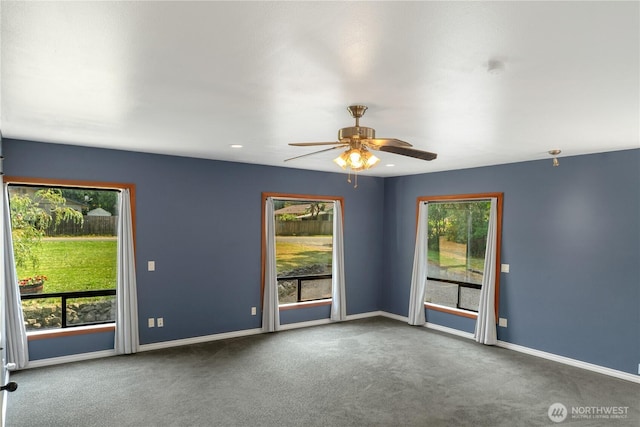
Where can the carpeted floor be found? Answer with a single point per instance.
(369, 372)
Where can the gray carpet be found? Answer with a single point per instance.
(369, 372)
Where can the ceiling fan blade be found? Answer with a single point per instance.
(317, 152)
(311, 144)
(411, 152)
(379, 142)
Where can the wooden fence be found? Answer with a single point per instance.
(304, 228)
(91, 226)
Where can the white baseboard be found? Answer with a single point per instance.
(521, 349)
(69, 359)
(198, 340)
(571, 362)
(235, 334)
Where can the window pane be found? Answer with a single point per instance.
(457, 238)
(304, 248)
(442, 293)
(315, 289)
(65, 241)
(83, 311)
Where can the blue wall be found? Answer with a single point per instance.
(200, 221)
(570, 234)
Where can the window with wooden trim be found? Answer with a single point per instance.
(65, 249)
(304, 248)
(456, 240)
= = = = =
- **About this exercise**
Before writing out the material above, please remove its pictures; everything else stays exact.

- **Task response**
Where can the carpeted floor be found? Answer with a single point per instance.
(369, 372)
Where can the gray carpet be found? Answer with a single point per instance.
(369, 372)
Where can the ceiling fan blade be found? Answer with a single point per instance.
(317, 152)
(311, 144)
(411, 152)
(379, 142)
Where can the wooden fence be found? Answer with a single point per instance.
(304, 228)
(91, 226)
Where can the white baseboard be found? Answer with a single point per instance.
(521, 349)
(69, 359)
(198, 340)
(571, 362)
(235, 334)
Where can the window pane be found? Answer with a single point per instance.
(457, 238)
(304, 248)
(442, 293)
(315, 289)
(65, 241)
(83, 311)
Where can the blue wall be found? Answer with a single point per instance.
(200, 221)
(570, 234)
Where can the window with wooden trim be found? Answer with a single point per instance.
(65, 249)
(304, 248)
(456, 240)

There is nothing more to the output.